TASK OBJECTIVE = Search term "mooring": please show all lines in the listing that contain it.

INPUT DATA =
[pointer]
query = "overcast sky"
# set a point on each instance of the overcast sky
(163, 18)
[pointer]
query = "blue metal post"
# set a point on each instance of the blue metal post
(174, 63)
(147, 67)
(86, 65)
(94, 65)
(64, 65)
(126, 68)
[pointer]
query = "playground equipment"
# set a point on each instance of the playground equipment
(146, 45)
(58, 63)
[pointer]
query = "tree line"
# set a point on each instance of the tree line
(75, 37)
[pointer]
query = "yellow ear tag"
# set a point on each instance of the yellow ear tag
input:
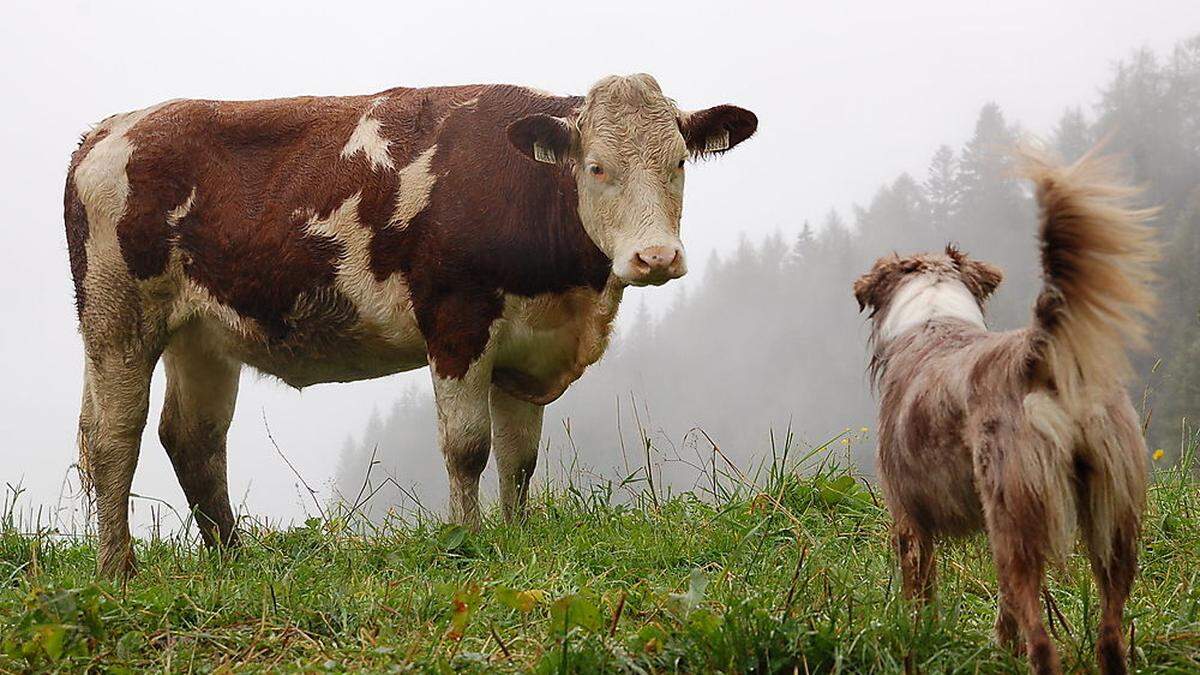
(544, 154)
(718, 142)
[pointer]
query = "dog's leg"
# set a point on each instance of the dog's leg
(1008, 632)
(1114, 575)
(1020, 566)
(915, 549)
(1111, 487)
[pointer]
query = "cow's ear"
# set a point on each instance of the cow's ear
(718, 129)
(544, 138)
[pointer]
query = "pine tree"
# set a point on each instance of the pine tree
(1072, 137)
(942, 190)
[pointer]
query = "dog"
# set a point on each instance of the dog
(1027, 434)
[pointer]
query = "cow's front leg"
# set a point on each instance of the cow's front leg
(465, 432)
(516, 431)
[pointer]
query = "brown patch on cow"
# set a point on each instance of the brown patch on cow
(522, 236)
(973, 436)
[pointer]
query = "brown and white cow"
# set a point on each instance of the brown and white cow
(486, 231)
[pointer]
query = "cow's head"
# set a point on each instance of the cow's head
(628, 145)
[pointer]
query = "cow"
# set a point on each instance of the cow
(485, 231)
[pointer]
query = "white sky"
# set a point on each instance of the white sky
(847, 96)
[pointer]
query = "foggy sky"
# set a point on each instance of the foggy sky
(846, 96)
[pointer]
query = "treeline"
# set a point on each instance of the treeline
(772, 341)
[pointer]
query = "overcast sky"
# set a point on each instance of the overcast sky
(847, 95)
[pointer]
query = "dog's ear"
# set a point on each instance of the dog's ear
(863, 287)
(979, 278)
(868, 287)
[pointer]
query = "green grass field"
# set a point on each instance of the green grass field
(792, 575)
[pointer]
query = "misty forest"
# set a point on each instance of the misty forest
(769, 352)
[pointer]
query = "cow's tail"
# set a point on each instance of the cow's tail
(1097, 255)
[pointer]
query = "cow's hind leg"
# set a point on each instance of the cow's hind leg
(119, 387)
(516, 431)
(465, 434)
(202, 388)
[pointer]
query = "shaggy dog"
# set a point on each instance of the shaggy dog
(1027, 434)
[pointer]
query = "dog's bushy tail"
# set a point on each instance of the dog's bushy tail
(1097, 256)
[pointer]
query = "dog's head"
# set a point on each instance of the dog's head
(905, 291)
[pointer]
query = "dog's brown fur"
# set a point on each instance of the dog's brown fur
(1029, 434)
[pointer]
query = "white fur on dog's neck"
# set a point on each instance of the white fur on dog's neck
(929, 297)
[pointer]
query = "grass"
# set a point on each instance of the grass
(777, 574)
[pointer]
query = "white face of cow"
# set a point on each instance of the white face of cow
(628, 147)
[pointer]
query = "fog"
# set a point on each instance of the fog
(849, 99)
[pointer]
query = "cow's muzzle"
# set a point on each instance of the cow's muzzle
(655, 266)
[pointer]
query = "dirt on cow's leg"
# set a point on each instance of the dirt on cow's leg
(465, 434)
(202, 389)
(516, 431)
(119, 383)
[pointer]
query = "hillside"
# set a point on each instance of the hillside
(793, 577)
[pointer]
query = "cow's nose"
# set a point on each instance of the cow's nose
(658, 264)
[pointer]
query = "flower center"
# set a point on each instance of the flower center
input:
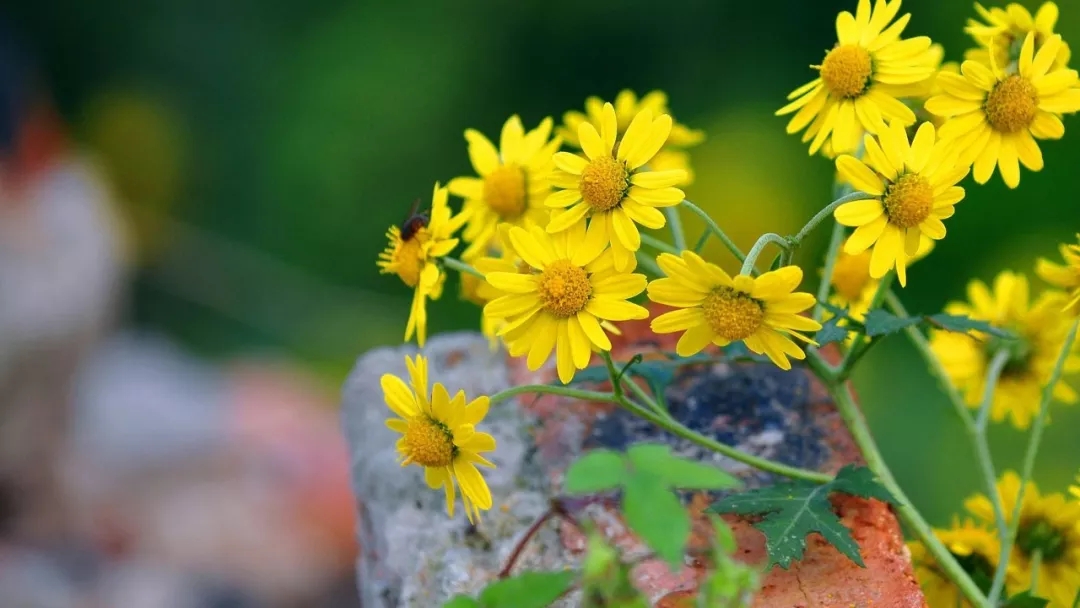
(851, 275)
(847, 70)
(1040, 536)
(1012, 105)
(604, 183)
(732, 314)
(564, 288)
(429, 443)
(504, 191)
(908, 201)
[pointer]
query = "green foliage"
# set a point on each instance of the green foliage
(792, 510)
(647, 475)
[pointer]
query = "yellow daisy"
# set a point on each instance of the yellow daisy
(412, 255)
(558, 306)
(915, 188)
(1006, 29)
(439, 433)
(995, 116)
(611, 185)
(512, 184)
(1040, 330)
(1049, 524)
(862, 79)
(626, 106)
(718, 309)
(1066, 277)
(973, 545)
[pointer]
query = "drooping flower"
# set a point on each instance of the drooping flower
(1040, 330)
(1050, 525)
(862, 79)
(439, 432)
(974, 546)
(570, 288)
(914, 189)
(412, 254)
(1064, 275)
(626, 106)
(718, 309)
(995, 116)
(1004, 29)
(512, 181)
(612, 186)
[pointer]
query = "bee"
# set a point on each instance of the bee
(415, 221)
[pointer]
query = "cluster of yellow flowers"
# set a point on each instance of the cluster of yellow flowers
(1047, 549)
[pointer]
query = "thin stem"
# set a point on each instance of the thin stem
(675, 223)
(860, 431)
(658, 244)
(715, 229)
(460, 266)
(763, 242)
(1029, 456)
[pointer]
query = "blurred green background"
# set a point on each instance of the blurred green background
(261, 148)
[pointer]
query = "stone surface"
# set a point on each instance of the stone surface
(414, 555)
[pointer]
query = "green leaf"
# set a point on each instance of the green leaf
(1025, 599)
(655, 513)
(881, 323)
(599, 470)
(658, 460)
(527, 590)
(964, 324)
(796, 509)
(831, 332)
(461, 602)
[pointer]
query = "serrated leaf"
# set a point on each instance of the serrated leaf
(831, 332)
(599, 470)
(792, 510)
(657, 516)
(527, 590)
(861, 482)
(461, 602)
(881, 323)
(658, 460)
(964, 324)
(1025, 599)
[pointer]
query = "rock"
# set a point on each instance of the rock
(412, 554)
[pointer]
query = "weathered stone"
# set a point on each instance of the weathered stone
(414, 555)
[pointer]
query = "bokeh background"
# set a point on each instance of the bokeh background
(250, 156)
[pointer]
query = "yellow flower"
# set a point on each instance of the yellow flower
(973, 545)
(1040, 329)
(718, 309)
(1006, 29)
(994, 116)
(558, 306)
(512, 184)
(611, 185)
(1066, 277)
(626, 106)
(915, 188)
(440, 434)
(410, 255)
(862, 79)
(1049, 524)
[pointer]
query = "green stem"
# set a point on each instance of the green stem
(1029, 456)
(460, 266)
(860, 431)
(758, 247)
(675, 223)
(659, 245)
(715, 229)
(669, 424)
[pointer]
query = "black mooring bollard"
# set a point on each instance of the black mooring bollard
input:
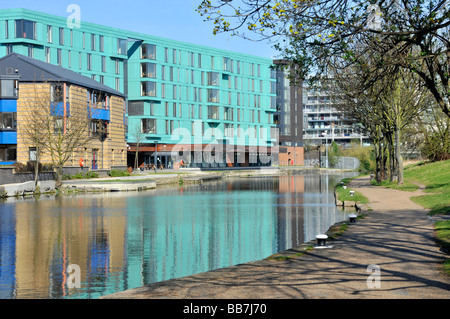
(321, 240)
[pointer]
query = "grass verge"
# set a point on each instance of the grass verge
(443, 238)
(435, 177)
(344, 194)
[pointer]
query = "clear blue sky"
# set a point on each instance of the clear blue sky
(172, 19)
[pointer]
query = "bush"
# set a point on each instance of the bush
(118, 173)
(81, 175)
(365, 155)
(29, 167)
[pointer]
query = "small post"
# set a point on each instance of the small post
(321, 240)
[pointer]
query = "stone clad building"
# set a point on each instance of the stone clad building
(75, 109)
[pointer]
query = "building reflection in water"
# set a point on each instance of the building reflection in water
(127, 240)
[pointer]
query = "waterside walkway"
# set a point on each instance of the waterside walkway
(395, 237)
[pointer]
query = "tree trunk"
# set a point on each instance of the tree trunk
(59, 173)
(36, 168)
(398, 156)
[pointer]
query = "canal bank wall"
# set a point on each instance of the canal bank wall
(142, 181)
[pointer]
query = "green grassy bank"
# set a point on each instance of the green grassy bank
(434, 178)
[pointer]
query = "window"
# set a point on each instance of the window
(56, 93)
(213, 95)
(30, 51)
(8, 120)
(213, 112)
(8, 154)
(148, 70)
(148, 51)
(148, 89)
(89, 61)
(6, 30)
(58, 125)
(135, 108)
(49, 34)
(122, 46)
(98, 128)
(227, 65)
(26, 29)
(47, 55)
(61, 36)
(9, 48)
(148, 126)
(32, 151)
(117, 66)
(101, 40)
(213, 78)
(228, 114)
(163, 72)
(93, 46)
(59, 57)
(103, 64)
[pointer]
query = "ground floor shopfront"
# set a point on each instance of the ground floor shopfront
(200, 155)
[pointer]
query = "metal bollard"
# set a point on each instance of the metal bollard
(321, 240)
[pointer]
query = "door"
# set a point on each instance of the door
(94, 159)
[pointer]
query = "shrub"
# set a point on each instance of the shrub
(364, 154)
(118, 173)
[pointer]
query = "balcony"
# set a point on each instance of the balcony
(100, 114)
(8, 137)
(57, 109)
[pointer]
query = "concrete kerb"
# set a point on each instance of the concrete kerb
(27, 188)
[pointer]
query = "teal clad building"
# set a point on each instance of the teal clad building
(188, 104)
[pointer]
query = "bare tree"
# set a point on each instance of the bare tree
(54, 128)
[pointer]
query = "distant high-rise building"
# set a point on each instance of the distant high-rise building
(323, 123)
(289, 115)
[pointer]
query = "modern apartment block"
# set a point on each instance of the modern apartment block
(207, 107)
(288, 116)
(323, 123)
(43, 104)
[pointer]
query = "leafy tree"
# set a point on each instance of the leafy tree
(315, 35)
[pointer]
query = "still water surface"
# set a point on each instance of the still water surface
(126, 240)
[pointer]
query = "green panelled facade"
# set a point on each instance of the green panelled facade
(211, 96)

ANSWER SECTION =
query = "black mooring bollard"
# set a point on each instance of the black mooring bollard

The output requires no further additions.